**** Information shown ****
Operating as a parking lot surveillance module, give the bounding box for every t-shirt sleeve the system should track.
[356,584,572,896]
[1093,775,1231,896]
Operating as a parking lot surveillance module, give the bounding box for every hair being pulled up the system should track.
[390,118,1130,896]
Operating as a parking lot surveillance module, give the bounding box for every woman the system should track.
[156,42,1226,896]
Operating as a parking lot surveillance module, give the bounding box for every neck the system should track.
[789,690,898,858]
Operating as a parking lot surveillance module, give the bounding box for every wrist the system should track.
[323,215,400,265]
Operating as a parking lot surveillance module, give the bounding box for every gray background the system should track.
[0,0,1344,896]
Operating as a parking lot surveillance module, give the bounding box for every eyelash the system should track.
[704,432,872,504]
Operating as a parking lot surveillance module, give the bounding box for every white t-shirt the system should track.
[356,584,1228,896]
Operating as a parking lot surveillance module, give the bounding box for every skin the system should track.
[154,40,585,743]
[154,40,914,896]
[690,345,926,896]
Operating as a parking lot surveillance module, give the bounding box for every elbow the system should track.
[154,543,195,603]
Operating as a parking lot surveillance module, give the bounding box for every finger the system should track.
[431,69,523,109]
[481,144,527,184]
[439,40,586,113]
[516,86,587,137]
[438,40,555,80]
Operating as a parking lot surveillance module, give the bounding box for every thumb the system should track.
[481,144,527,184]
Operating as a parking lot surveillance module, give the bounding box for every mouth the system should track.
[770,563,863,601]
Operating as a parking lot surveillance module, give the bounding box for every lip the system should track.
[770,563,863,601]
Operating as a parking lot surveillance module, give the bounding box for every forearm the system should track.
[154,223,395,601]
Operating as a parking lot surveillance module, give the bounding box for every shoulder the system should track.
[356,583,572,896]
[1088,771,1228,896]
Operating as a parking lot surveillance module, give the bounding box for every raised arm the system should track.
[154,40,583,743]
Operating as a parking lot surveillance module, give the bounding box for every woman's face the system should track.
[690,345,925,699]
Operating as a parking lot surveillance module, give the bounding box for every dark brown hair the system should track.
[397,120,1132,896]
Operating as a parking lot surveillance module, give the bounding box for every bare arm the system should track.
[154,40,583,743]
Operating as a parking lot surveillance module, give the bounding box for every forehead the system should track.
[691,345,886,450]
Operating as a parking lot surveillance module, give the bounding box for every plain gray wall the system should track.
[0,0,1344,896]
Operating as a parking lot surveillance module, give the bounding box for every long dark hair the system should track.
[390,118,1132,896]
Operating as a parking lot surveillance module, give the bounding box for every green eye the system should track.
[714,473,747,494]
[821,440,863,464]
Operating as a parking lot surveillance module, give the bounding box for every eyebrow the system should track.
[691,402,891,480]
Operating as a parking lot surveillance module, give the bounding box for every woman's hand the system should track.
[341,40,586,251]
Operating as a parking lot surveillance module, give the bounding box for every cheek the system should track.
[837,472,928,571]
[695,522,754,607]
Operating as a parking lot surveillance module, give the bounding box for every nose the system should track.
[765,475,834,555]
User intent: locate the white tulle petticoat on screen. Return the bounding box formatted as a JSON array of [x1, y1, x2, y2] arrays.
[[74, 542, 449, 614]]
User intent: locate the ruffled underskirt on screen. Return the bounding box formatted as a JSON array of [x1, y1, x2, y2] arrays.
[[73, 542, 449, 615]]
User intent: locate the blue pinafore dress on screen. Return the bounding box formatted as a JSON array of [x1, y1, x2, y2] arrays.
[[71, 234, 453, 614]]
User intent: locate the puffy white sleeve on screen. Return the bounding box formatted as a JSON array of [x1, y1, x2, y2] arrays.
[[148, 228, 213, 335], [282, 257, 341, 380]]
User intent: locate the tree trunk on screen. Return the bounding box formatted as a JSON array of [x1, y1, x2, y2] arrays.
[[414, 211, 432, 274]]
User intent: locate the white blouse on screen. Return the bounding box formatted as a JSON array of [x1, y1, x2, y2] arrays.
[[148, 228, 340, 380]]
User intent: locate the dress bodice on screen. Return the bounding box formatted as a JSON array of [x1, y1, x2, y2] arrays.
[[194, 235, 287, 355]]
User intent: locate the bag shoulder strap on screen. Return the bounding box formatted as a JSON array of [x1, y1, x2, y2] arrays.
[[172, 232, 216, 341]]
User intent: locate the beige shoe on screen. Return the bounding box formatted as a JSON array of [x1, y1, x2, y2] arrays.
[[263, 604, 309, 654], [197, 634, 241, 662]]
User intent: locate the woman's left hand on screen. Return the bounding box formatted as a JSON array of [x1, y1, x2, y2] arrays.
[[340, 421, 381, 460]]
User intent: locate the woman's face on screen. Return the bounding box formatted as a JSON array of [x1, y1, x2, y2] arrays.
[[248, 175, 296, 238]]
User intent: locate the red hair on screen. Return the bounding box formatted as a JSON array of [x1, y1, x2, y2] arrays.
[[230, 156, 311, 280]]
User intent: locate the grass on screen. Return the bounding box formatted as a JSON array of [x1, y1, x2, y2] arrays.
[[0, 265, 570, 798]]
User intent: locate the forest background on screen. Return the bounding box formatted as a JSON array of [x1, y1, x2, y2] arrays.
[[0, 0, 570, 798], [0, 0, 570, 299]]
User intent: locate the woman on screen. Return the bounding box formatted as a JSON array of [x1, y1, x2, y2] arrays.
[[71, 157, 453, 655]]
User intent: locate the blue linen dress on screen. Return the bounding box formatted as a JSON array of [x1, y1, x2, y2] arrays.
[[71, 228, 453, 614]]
****
> **Task objective**
Could you repeat the whole listing above with each "parking lot surveillance module" swapped for "warehouse security camera" and nothing else changed?

> **Solution to this task**
Operating as a warehouse security camera, give the bounding box for every t-shirt sleeve the system should track.
[356,584,572,896]
[1093,775,1231,896]
Operating as a warehouse security camera, give the bounding box for every hair being pulled up the system should track.
[390,118,1130,896]
Operating as a warehouse security camera, give the bounding box for every woman the system should track.
[156,42,1226,896]
Operating as a warehouse security camera, give the bounding box for every neck the system should track.
[789,690,898,858]
Operating as a warehouse security camera, give the bounding box for every wrist the system should track.
[323,215,400,265]
Operating as a warehouse security camera, give the bounding box for every gray background the system should track.
[0,0,1344,896]
Operating as a warehouse security camera, give the bounding box for every eyelash the system should track.
[704,432,872,504]
Operating as a warehouse security camera, give the bounding box for every white t-shirt the system should track.
[356,584,1228,896]
Operating as a warehouse security camera, give the bounding box for every skin the system should track.
[154,40,585,743]
[154,40,914,896]
[690,345,926,896]
Operating as a warehouse security camera, give the bounding box for every elbow the system should track.
[154,543,195,603]
Operating as a warehouse security camera, give the bounding box for every finger the system should track.
[431,69,523,109]
[481,144,527,184]
[439,40,586,113]
[516,86,587,137]
[438,40,555,80]
Operating as a warehouse security camera, give the bounding box for every thumb the system should track.
[481,144,527,184]
Operating as a warehouse security camera, give the bounding box for every mouth the system should track.
[770,563,863,601]
Operating as a warehouse security camera, give the bounding box for every lip the system should track.
[770,563,863,601]
Operating as a warehouse security camera, give the bounding box for every forearm the system should track.
[154,223,395,601]
Operating as a warehouse security camera, give the bounding box for every shoulder the system should track.
[356,583,572,896]
[1088,771,1228,896]
Operating as a warehouse security camera, give the bounding box for every raised arm the system should track.
[154,40,583,743]
Operating as a warehouse security camera, give the bounding box for every woman's face the system should track.
[690,345,925,699]
Operating as a warehouse security camera, give the bounding box for every dark brown hair the system should track.
[397,120,1132,896]
Operating as a warehouse security camera, give the bounding box for every bare arm the system should track.
[154,40,583,743]
Operating as a warehouse security camera, give the bounding box for every forehead the system should track.
[691,345,886,450]
Operating as a warehouse security camera, give the bounding box for every plain gray wall the system should track.
[0,0,1344,896]
Operating as a warehouse security camera, give the bounding box for every long dark hair the system should track.
[390,118,1132,896]
Operating as a warehouse security camera, give the bounding box for every green eye the system should track.
[714,473,747,494]
[821,440,863,464]
Operating as a warehouse security camera, give the bounding box for every eyebrow the system should track.
[691,402,891,480]
Operating as a warehouse security camera, give the bounding box for every woman's hand the system should track.
[341,40,586,251]
Operating as a warehouse security camera, give the bounding box for every cheek the system should track.
[837,472,928,571]
[695,522,754,607]
Operating as a warehouse security camera, give the bounding box for every nose the system should track.
[765,475,834,555]
User intent: locate the white tulle petticoat on screen. Return the bounding box formatted as a JSON array of [x1, y1, x2, y2] arrays.
[[74, 542, 449, 614]]
User intent: locate the ruffled underskirt on screen. Return the bounding box formatted as a JSON array of [x1, y1, x2, y2] arrays.
[[73, 542, 449, 615]]
User intent: locate the blue pinafore dress on screen. Return the bounding box formatted as a JSON array of [x1, y1, x2, y2] arrays.
[[71, 234, 453, 614]]
User intent: locate the puffy white sleeve on screen. Return the bounding box formatted as a JSON array of [x1, y1, x2, y2] arrays.
[[148, 228, 213, 335], [282, 257, 341, 380]]
User intent: locate the tree trunk on screen. Return the bounding box formatted as a JSON array of [x1, y1, x2, y2] arrays.
[[414, 211, 432, 274]]
User intent: locate the white blouse on screen. Return the bounding box formatted as a JSON array of [x1, y1, x2, y2] arrays.
[[148, 228, 340, 380]]
User intent: locate the dress bodice on screen. Return the bounding box formatted as a JSON array of [x1, y1, x2, y2] arrays.
[[194, 235, 287, 355]]
User intent: locate the bag shoulder strap on screen. Return the bounding box formatted as a JSON array of [x1, y1, x2, y2] arrays.
[[172, 232, 216, 341]]
User intent: locate the beige shoe on screen. Return the bounding box formatted as a JSON array of [x1, y1, x2, y2] arrays.
[[263, 604, 309, 654], [197, 634, 241, 662]]
User intent: locate the woman's left hand on screen. Return the bounding box formatted as a JSON array of [x1, y1, x2, y2] arrays.
[[340, 421, 381, 460]]
User intent: locate the woman's face on screen. Return the bounding box formatted as a JSON array of [x1, y1, x2, y2] arrays.
[[248, 175, 296, 238]]
User intent: locate the red hair on screen. Return the bounding box formatted as a JSON array of [x1, y1, x2, y2] arrays.
[[230, 156, 311, 280]]
User intent: locate the grass on screen. Return the bounding box formatted as a JSON array of [x1, y1, x2, y2] arrays.
[[0, 265, 570, 798]]
User intent: locate the forest background on screen. Return the bounding box formatted as a JSON array of [x1, y1, x2, y2] arrays.
[[0, 0, 570, 798], [0, 0, 570, 299]]
User intent: locate the woman on screen. Return the bounding box formatted as a JSON array of [x1, y1, x2, y2] arrays.
[[71, 157, 453, 655]]
User intent: locate the blue linen dress on screen. Return the bounding box formatted as a JSON array of [x1, y1, x2, y2] arrays.
[[71, 228, 453, 614]]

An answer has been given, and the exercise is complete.